## Your objective
Copy out the rows word for word, beginning with the one that contains "Segment beige vest from this image." and continuing through the last row, with both ends included.

## Data supplied
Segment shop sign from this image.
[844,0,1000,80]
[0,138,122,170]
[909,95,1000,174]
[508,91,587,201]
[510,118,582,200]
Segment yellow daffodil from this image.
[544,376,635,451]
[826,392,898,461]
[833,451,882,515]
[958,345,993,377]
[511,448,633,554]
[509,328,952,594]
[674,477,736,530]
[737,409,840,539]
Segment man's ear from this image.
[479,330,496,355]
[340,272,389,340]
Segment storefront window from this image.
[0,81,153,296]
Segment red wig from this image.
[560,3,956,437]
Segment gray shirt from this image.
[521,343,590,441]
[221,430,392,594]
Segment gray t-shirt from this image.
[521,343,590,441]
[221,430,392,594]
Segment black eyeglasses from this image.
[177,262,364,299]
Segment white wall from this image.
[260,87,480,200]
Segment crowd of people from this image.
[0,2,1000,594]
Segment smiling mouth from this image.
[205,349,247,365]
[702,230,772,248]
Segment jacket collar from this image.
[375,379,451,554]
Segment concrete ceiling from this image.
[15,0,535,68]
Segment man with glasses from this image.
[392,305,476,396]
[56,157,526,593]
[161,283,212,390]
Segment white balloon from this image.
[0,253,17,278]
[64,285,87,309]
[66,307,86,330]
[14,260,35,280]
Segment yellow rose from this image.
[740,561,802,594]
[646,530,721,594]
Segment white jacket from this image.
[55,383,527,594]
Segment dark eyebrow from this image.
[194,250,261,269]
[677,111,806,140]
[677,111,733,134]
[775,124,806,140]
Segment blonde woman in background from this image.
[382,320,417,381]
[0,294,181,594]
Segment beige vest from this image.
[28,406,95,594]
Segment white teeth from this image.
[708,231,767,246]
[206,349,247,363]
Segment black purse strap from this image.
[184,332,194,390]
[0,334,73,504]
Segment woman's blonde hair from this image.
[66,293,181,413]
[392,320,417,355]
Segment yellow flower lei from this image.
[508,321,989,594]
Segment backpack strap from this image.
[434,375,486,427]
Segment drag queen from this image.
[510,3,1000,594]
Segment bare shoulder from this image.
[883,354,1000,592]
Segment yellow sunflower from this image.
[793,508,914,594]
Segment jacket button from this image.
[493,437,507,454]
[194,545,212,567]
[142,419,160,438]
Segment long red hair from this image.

## Response to this task
Segment beige vest from this image.
[28,406,95,594]
Segment white teeth from this image.
[708,231,767,246]
[206,349,247,363]
Segment black purse strap from this image.
[184,332,194,390]
[0,334,73,504]
Segment woman's blonde hair from this image.
[66,293,181,413]
[392,320,417,355]
Segment yellow flower lei from this image.
[508,321,989,594]
Segment backpack strap from this image.
[434,375,486,427]
Segment drag queen from this image.
[510,3,1000,594]
Segment bare shoulder from this image.
[883,354,1000,592]
Segment yellow sunflower from this image.
[793,508,914,594]
Segment jacket button from this image.
[493,437,507,454]
[194,545,212,567]
[142,419,160,438]
Segment long red hair from this image.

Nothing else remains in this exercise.